** Start of DATA LINES **

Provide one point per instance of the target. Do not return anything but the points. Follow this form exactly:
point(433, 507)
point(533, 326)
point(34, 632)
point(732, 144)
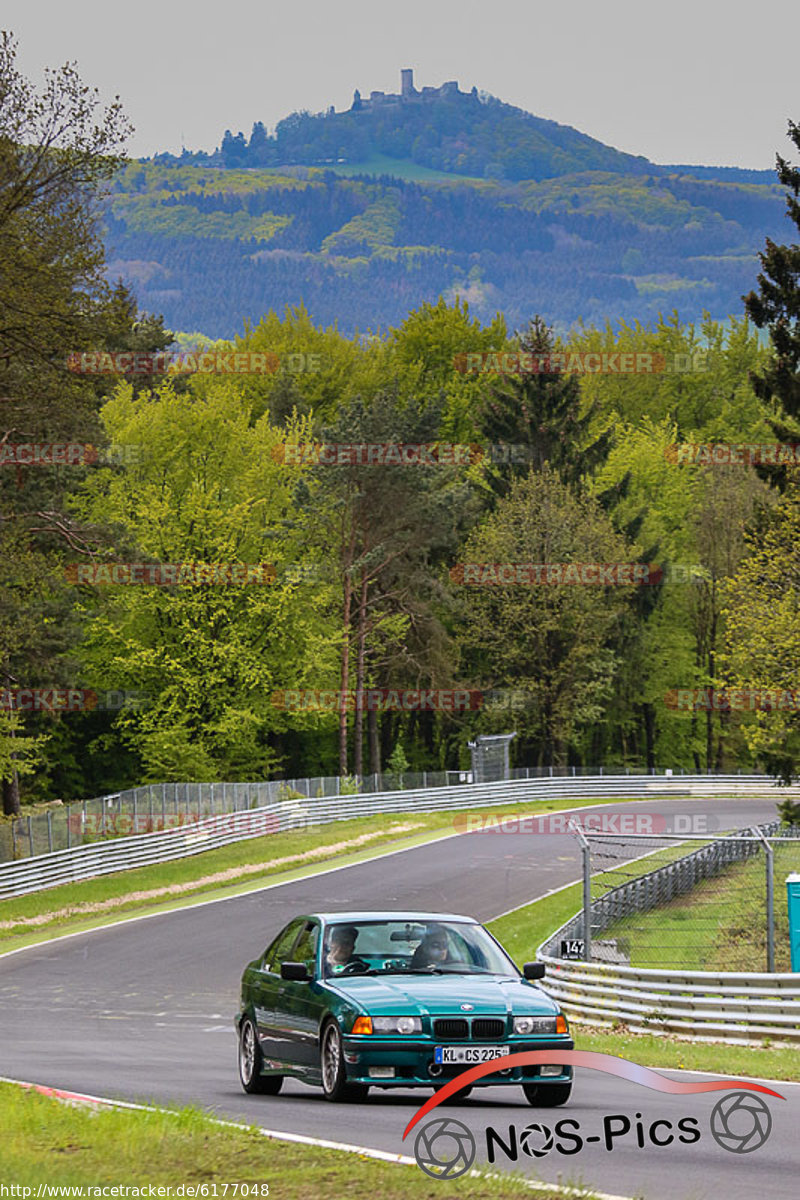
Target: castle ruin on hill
point(408, 94)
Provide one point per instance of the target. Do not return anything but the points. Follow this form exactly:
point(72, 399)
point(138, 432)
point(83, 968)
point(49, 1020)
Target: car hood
point(444, 994)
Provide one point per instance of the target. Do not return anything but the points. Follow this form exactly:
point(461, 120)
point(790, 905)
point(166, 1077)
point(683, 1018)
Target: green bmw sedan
point(355, 1000)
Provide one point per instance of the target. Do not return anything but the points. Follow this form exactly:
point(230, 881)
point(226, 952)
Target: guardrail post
point(770, 899)
point(585, 850)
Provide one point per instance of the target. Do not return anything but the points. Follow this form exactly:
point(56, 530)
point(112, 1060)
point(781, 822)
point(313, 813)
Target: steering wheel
point(354, 966)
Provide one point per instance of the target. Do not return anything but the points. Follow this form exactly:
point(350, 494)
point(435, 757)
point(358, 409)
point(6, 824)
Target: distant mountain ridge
point(366, 214)
point(441, 129)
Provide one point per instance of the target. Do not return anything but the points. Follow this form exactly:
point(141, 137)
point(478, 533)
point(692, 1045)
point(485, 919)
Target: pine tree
point(537, 417)
point(776, 307)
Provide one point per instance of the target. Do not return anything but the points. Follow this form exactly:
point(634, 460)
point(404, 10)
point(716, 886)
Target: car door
point(300, 1005)
point(265, 993)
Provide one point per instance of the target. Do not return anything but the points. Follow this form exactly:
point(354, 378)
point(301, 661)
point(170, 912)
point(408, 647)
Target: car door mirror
point(296, 971)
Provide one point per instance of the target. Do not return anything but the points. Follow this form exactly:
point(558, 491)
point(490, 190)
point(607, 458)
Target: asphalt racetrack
point(143, 1011)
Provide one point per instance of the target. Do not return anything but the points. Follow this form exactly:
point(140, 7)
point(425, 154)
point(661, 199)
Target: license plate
point(449, 1055)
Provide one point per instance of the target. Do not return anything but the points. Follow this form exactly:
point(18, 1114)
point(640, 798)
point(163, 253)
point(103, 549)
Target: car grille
point(453, 1027)
point(488, 1027)
point(457, 1029)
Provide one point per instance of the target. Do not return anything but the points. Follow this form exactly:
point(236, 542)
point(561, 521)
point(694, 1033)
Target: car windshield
point(410, 947)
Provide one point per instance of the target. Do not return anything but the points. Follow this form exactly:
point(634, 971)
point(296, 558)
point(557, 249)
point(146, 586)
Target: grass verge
point(228, 870)
point(49, 1143)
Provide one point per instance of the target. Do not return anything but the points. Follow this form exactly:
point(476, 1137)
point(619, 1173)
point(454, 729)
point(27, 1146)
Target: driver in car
point(432, 951)
point(341, 948)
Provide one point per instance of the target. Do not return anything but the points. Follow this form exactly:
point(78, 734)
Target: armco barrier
point(717, 1006)
point(704, 1005)
point(208, 833)
point(157, 807)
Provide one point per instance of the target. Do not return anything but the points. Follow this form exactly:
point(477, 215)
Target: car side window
point(306, 948)
point(278, 951)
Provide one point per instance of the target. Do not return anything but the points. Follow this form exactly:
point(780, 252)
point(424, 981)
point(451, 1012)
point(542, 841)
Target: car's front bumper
point(411, 1060)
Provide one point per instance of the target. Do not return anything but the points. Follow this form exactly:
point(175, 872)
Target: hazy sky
point(683, 81)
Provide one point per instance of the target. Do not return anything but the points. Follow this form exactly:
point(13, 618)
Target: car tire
point(547, 1096)
point(457, 1097)
point(331, 1065)
point(251, 1062)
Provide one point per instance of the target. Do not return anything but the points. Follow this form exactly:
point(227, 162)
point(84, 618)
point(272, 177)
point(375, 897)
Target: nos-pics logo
point(740, 1121)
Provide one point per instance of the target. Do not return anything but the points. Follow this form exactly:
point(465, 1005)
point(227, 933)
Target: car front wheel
point(547, 1096)
point(335, 1085)
point(250, 1063)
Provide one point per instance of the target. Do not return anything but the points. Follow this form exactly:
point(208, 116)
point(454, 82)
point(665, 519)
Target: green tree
point(541, 413)
point(774, 306)
point(552, 643)
point(762, 651)
point(211, 489)
point(56, 148)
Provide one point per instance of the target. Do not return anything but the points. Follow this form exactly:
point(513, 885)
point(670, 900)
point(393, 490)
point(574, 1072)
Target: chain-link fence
point(654, 903)
point(155, 807)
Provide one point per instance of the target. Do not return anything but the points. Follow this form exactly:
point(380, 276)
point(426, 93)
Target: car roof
point(384, 915)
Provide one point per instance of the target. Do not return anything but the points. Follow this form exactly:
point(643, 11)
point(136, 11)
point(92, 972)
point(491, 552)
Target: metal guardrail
point(156, 807)
point(208, 833)
point(707, 1005)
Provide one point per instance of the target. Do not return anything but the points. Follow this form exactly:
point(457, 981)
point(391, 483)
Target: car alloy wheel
point(250, 1063)
point(547, 1096)
point(335, 1086)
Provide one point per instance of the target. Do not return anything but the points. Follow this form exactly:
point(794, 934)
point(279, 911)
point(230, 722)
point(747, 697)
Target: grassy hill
point(366, 214)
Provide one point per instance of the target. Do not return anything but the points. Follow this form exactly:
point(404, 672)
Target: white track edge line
point(59, 1093)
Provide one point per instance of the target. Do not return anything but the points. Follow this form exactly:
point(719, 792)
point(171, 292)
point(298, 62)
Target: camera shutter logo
point(444, 1149)
point(536, 1140)
point(740, 1122)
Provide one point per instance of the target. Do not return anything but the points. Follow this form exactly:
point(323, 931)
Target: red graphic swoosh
point(606, 1062)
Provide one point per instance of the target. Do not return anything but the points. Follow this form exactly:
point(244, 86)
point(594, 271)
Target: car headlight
point(527, 1025)
point(397, 1024)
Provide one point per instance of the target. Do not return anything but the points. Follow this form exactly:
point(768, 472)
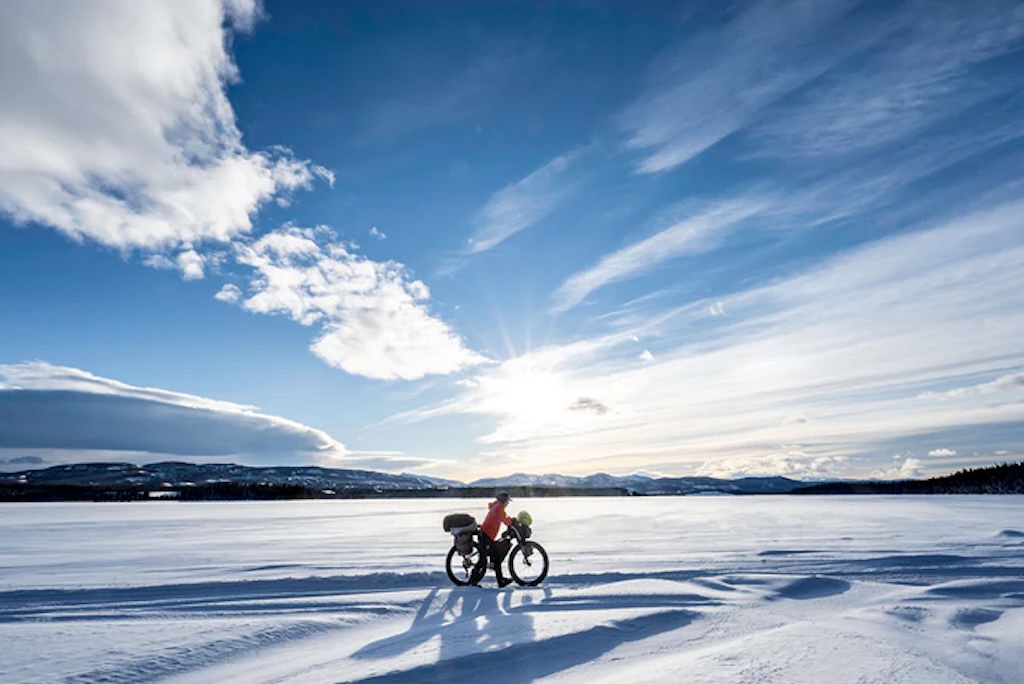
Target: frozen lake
point(717, 589)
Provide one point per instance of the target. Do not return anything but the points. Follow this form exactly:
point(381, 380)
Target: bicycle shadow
point(492, 634)
point(470, 620)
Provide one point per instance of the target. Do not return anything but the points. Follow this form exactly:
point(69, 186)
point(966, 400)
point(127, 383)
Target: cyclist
point(491, 547)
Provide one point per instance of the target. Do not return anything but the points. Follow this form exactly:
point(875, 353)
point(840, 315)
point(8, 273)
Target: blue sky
point(470, 239)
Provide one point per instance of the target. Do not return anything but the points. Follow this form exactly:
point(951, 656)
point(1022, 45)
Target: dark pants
point(496, 551)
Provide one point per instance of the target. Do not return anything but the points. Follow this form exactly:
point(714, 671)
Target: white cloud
point(190, 263)
point(1005, 383)
point(117, 125)
point(67, 404)
point(523, 203)
point(720, 81)
point(918, 72)
point(791, 463)
point(373, 318)
point(910, 469)
point(697, 233)
point(229, 293)
point(851, 341)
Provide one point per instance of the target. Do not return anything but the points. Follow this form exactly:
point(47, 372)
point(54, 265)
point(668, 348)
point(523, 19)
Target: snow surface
point(760, 589)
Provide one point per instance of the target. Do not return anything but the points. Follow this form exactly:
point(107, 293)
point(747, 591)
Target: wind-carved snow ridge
point(642, 590)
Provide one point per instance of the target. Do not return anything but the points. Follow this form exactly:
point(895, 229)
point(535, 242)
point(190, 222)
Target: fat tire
point(537, 549)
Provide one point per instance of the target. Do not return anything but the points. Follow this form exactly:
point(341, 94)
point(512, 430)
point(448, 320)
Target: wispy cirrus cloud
point(523, 203)
point(819, 80)
point(698, 232)
point(817, 345)
point(374, 319)
point(920, 71)
point(118, 128)
point(721, 81)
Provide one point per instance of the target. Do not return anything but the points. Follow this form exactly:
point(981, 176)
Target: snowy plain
point(744, 589)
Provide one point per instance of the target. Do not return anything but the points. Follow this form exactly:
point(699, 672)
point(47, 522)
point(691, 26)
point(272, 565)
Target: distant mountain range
point(126, 481)
point(175, 474)
point(168, 474)
point(646, 484)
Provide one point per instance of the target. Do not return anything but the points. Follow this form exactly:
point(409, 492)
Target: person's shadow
point(470, 621)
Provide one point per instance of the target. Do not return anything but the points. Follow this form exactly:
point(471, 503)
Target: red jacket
point(496, 516)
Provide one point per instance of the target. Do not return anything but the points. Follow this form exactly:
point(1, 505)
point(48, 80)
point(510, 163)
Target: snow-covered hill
point(775, 590)
point(179, 474)
point(647, 484)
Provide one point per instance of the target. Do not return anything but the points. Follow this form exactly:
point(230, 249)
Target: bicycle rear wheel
point(466, 569)
point(528, 563)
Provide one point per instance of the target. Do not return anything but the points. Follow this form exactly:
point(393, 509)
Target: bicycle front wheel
point(528, 563)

** End of DATA LINES **

GIVEN EXERCISE => Update the rows from the beginning through the line containing "point(408, 94)" by replacing "castle ruin" with "fortress ruin", leaving everything else unchanged. Omit the pictures from your answer.

FINAL RESULT =>
Provide one point per instance of the target. Do not return anything but the points. Follow this form exactly:
point(433, 507)
point(533, 326)
point(34, 632)
point(732, 144)
Target: fortress ruin on hill
point(408, 94)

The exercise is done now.